Passage shown:

Flies on meth burn through sugar
Cellular effects may explain why addicts often have a sweet tooth
A famous antidrug ad compares the brain on drugs to a frying egg. Now, a new study gives a broad look at how methamphetamine might scramble the entire body.
In one of the broadest surveys yet, U.S. researchers have illustrated the many genetic and cellular impacts of meth exposure in fruit flies. In addition to likely wreaking havoc on muscles and sperm, the drug seems to kick fly sugar metabolism into overdrive, the group reports online April 20 in PLoS ONE.
“One tends to think of methamphetamine as being a drug of abuse largely for fairly advanced organisms,” says Desmond Smith, a geneticist at UCLA who was not involved in this study. “It was quite nifty to try and look at what’s happening in the humble fly.”
Though flies and people are very different beasts, meth appears to tweak some of the same basic biochemical networks in both, says Barry Pittendrigh, a coauthor of the new report. And while the fruit fly Drosophila melanogaster may be humble, it’s also one of the best explored organisms in science. Using fruit flies, scientists can probe meth’s toll not just on genes but also on big molecules such as proteins and on little molecules like sugars with ease. That makes this iconic bug a good window on a uniquely human addiction.

Text-to-region grounding records:
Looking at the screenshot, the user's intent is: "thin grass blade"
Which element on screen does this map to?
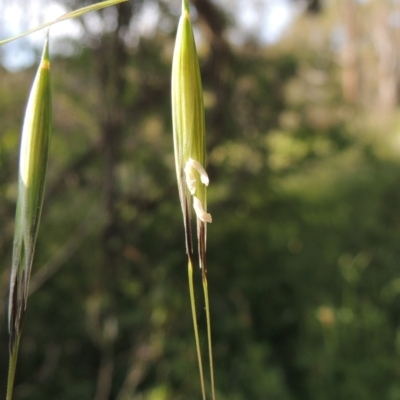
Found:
[0,0,128,46]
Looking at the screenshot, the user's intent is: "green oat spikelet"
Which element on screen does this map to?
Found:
[7,37,52,399]
[171,0,215,399]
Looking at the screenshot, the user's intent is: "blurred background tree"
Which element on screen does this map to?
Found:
[0,0,400,400]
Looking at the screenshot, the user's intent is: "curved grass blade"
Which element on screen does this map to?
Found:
[0,0,128,46]
[7,33,52,400]
[171,0,215,400]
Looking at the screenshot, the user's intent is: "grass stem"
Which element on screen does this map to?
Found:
[6,334,21,400]
[202,268,215,400]
[188,255,206,400]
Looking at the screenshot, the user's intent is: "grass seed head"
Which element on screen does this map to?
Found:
[171,0,211,253]
[8,38,52,351]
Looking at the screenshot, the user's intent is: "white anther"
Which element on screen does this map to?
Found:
[184,158,210,195]
[193,196,212,223]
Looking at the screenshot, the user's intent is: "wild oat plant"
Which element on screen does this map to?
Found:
[0,0,215,400]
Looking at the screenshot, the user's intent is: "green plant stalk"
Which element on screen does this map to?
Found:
[171,0,215,400]
[202,269,215,400]
[188,256,206,400]
[0,0,128,46]
[6,333,21,400]
[7,36,52,400]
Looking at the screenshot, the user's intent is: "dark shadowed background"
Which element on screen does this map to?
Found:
[0,0,400,400]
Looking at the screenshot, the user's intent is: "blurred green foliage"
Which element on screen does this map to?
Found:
[0,1,400,400]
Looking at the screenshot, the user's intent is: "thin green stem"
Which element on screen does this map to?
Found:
[188,255,206,400]
[202,269,215,400]
[6,334,21,400]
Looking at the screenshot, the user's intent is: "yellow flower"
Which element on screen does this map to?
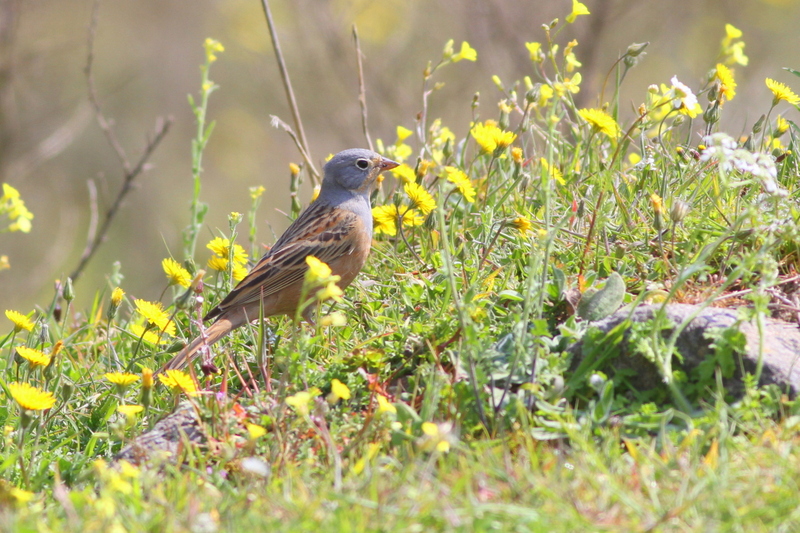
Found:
[17,346,50,367]
[766,78,800,105]
[306,255,333,281]
[8,382,56,411]
[403,183,436,215]
[203,37,225,63]
[286,391,316,415]
[714,63,736,100]
[391,163,417,183]
[775,115,789,135]
[444,167,475,203]
[206,237,247,264]
[158,370,197,396]
[567,0,590,24]
[111,287,125,307]
[117,404,144,418]
[525,42,544,63]
[564,39,583,72]
[556,72,583,98]
[331,379,350,402]
[104,372,139,387]
[130,324,169,346]
[134,299,175,337]
[472,120,517,154]
[6,309,33,333]
[452,41,478,63]
[247,424,267,440]
[511,216,533,237]
[161,257,192,289]
[578,109,620,139]
[377,394,397,414]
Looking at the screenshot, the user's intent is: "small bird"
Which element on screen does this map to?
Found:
[159,148,398,372]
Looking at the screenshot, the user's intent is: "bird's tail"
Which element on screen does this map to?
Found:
[158,317,237,374]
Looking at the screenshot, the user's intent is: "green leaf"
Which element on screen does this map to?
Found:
[578,272,625,322]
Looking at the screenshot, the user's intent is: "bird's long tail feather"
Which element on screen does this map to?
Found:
[158,317,238,374]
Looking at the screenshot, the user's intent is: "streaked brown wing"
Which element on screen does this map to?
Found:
[204,203,359,320]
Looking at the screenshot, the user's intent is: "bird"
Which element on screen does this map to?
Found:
[159,148,399,373]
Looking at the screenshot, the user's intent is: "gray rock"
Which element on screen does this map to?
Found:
[571,304,800,396]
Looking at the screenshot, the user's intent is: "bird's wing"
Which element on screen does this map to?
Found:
[205,202,360,320]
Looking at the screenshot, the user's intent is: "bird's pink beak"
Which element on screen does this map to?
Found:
[378,158,400,172]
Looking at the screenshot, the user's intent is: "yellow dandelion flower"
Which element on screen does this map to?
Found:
[286,391,315,415]
[525,42,544,63]
[103,372,139,387]
[246,424,267,440]
[134,299,175,337]
[331,379,350,400]
[117,404,144,418]
[306,255,333,281]
[444,167,475,203]
[129,324,169,346]
[161,257,192,289]
[452,41,478,63]
[16,346,50,367]
[390,163,417,183]
[8,382,56,411]
[567,0,591,24]
[714,63,736,100]
[158,370,197,396]
[6,309,33,333]
[111,287,125,307]
[511,216,533,237]
[578,109,620,139]
[775,115,789,135]
[766,78,800,105]
[403,183,436,215]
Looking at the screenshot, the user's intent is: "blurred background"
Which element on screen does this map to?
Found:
[0,0,800,312]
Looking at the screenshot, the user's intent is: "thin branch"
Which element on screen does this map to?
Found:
[353,24,374,150]
[261,0,320,186]
[70,0,172,281]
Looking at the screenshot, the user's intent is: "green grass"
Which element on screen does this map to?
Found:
[0,8,800,531]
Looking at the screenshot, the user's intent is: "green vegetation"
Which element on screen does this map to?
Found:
[0,2,800,531]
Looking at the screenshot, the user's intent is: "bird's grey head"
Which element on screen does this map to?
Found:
[322,148,398,194]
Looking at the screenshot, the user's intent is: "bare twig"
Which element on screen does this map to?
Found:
[353,24,373,150]
[261,0,320,186]
[70,0,172,281]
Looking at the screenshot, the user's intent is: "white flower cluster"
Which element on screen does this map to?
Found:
[700,133,788,196]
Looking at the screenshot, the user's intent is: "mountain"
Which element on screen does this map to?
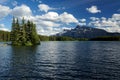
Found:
[56,25,120,38]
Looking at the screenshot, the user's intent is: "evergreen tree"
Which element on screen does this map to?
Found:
[11,18,40,46]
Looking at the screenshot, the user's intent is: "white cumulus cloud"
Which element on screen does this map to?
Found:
[86,6,101,14]
[12,4,32,18]
[0,5,11,19]
[88,14,120,33]
[38,4,55,12]
[34,12,78,35]
[0,24,10,31]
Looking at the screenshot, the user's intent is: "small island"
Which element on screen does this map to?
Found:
[11,17,40,46]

Required actions:
A. According to the article on meth and fruit flies, in which journal did the group report its findings?
B. Please carry the article on meth and fruit flies further, starting right after its final sentence.
These records were drawn from a different source than the article.

Task-by-task results:
A. PLoS ONE

B.
Meth batters cells throughout the fly’s body. “It’s a really horrible compound,” says Pittendrigh, a molecular entomologist at the University of Illinois at Urbana-Champaign. The drug seems to kick off muscle degradation, disrupt sperm production and even speed up the aging process in a host of cells.
Studies in mice and humans have similarly documented the drug’s devastating impacts on the heart, fertility and on cell aging. The new study, however, also reveals how meth can act like a back-alley strangler.
When cells can’t get enough oxygen, such as during exercise, they break down sugar molecules like a chop shop for stolen cars — quickly and messily. Cells exposed to meth seem to go into this same chop-shop mode, says study coauthor Manfredo Seufferheld, also at Illinois. Why isn’t clear — the drug could somehow be cutting cells or parts of cells off from the body’s oxygen supply. But meth may also switch on a few key genes that convince cells to metabolize sugar as though they were suffocating even when oxygen is plentiful. Either way, such inefficient sugar crunching could leave cells with an insatiable appetite for more carbohydrates. (Curiously, many cancer cells adopt a similar gluttonous lifestyle.)
This change in sugar metabolism may help explain why speed addicts develop a pronounced sweet tooth. “They consume absolutely every gram of sugar that they have available,” Seufferheld says. Feeding that sweet tooth may slow meth’s ravages, he suggests. Drug-addicted flies with extra sugar in their diets survived longer than their sugar-deprived compatriots, the team discovered.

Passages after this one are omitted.